----- SOURCE PASSAGE -----

On Wed, Aug 14, 2024 at 6:19 PM David Radley <david_rad...@uk.ibm.com>
wrote:

> Hi Danny,
> Thank you for your feedback. I have brought a fork up to date with one
> commit so you can
> see the code; I need to test more scenarios and add more unit tests, but
> it shows the basic idea of the design, Chesnay and I agreed.
>
>  Kind regards, David.
>
>
> From: Danny Cranmer <dannycran...@apache.org>
> Date: Thursday, 25 July 2024 at 16:46
> To: dev@flink.apache.org <dev@flink.apache.org>
> Cc: David Radley <david_rad...@uk.ibm.com>
> Subject: [EXTERNAL] Re: [DISCUSS] FLIP-XXX Apicurio-avro format
> Hey, Thanks for the updated FLIP. > 1. 20 or beyond Given this is intended
> to go in the Kafka connector we can target the next Kafka connector version
> (v3. 3. 0) for Flink 1. 18 and 1. 19 (or 1. 19 and 1. 20, if 1. 20 is
> released first). > RecordBasedSerialization: : public
>
> Hey,
>
> Thanks for the updated FLIP.
>
> > 1.20 or beyond
>
> Given this is intended to go in the Kafka connector we can target the next
> Kafka connector version (v3.3.0) for Flink 1.18 and 1.19 (or 1.19 and 1.20,
> if 1.20 is released first).
>
>
> >> Agreed
>
>  > RecordBasedSerialization::public boolean canProcess(byte[]
> customSerialisation);
>
> Not sure what this is for, since we are passing a byte array and asking if
> it can be serialized? Can you elaborate how the Kafka connector interacts
> with these interfaces?
> >> we are asking it can be processed. The canProcess has a default and
> also can be overridden. The idea is that if we are in another format and
> the apicurio jar is there then we might pick up the apicurio jar in the
> discovery. So we check that what we have discovered really can process the
> message. During trsting I have the key as raw and the value as apicurio,
> and saw the issue that necessitates this method.
>
>
> > byte[] customSerialisation
>
> There are a lot of byte arrays being passed around, I assume we are not
> doing heavy conversions multiple times? Is there scope to introduce a new
> intermediate type to prevent duplicate processing cycles?
> Or even better, do you have a fork with these changes you can share?
> >> https://github.com/davidradl/flink-connector-kafka/tree/FLINK-35311-3
>
> > Format 'avro-apicurio'
>
> Since this is Kafka only I would be tempted to include Kafka in this tag,
> just in case we decide to add a Kafka agnostic format in the future.
> Additionally this makes it clearer to the user it is Kafka only.
> >> I was keeping this in line with the avro-confluent naming which is also
> Kafka only. I do not have strong views on this – so I can change if we
> think it is better.

-----

» **WRITTEN TASK**: Rewrite the paragraph in the mailing-list thread that begins "Since this is Kafka only" as a short bulleted list that keeps its main facts.

----- SOURCE EXCERPT -----

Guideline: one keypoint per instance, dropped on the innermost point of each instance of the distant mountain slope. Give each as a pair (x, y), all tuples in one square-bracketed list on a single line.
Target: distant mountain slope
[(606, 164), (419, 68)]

-----

» **THE COMPLETED TASK**:
- Since the format is Kafka only, the writer would be tempted to include Kafka in its tag.
- This would cover the case that a Kafka-agnostic format is added in the future.
- It would also make it clearer to the user that the format is Kafka only.